BEGIN GIVEN RECORDS
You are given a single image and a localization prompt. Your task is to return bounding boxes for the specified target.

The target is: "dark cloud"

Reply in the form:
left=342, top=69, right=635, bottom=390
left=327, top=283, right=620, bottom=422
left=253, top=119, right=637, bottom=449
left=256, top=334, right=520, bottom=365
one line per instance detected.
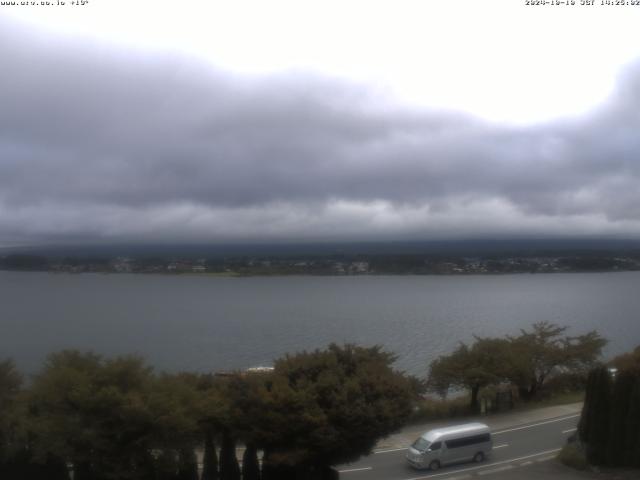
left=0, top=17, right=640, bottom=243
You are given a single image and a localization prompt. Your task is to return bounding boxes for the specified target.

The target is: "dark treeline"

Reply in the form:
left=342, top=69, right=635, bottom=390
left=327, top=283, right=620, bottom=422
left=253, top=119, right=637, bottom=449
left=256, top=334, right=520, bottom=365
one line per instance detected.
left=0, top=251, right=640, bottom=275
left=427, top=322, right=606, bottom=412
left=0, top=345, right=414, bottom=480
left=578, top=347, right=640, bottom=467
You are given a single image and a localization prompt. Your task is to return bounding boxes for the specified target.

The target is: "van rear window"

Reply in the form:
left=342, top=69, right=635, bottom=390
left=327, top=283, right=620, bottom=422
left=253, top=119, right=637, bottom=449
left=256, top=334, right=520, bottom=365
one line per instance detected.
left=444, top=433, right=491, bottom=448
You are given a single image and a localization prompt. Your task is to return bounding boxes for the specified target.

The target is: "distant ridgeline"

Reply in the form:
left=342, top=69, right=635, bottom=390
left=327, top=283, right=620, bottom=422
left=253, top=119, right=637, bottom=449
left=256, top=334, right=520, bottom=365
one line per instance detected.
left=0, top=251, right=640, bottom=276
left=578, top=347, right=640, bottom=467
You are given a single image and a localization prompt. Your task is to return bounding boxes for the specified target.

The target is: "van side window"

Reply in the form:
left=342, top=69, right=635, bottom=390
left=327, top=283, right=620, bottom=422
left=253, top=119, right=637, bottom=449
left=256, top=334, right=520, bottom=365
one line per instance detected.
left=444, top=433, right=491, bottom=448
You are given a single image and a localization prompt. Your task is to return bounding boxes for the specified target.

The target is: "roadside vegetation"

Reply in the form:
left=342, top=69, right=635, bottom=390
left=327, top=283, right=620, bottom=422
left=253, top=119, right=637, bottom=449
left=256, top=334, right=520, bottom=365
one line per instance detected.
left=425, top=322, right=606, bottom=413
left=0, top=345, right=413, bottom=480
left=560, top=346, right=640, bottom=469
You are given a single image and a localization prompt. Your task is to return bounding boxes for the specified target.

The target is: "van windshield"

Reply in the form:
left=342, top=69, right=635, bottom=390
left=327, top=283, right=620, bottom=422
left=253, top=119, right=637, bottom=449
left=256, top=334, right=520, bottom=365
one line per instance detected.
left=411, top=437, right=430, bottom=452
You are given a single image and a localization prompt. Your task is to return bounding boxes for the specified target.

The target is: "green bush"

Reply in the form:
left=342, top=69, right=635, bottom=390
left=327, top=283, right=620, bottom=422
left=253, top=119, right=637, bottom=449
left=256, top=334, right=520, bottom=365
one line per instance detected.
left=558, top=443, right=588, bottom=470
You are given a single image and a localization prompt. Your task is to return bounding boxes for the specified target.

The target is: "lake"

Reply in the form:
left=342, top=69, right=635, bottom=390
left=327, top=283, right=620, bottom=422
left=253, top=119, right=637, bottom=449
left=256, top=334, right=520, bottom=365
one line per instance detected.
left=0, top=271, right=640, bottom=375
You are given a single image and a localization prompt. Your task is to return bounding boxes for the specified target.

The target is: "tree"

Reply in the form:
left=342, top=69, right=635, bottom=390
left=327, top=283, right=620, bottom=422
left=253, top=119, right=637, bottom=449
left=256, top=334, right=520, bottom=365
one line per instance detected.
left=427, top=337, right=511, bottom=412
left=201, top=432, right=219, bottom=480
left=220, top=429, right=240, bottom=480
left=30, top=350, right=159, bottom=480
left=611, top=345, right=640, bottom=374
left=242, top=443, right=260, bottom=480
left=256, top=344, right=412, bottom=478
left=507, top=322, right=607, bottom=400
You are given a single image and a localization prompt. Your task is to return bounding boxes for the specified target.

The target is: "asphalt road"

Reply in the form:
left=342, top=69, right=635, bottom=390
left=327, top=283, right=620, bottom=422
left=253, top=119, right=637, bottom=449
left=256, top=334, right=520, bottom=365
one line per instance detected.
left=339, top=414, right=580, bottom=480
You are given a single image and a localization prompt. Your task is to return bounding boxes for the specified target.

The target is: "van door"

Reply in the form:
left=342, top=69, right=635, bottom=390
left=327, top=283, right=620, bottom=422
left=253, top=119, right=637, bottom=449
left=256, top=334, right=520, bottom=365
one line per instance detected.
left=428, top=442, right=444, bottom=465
END GIVEN RECORDS
INSTRUCTIONS FOR THE TASK.
Find each line in the listing that contains the word "dark" and copy those lines.

SOLUTION FOR THIS EXERCISE.
The target is: "dark cloud"
The target is: "dark treeline"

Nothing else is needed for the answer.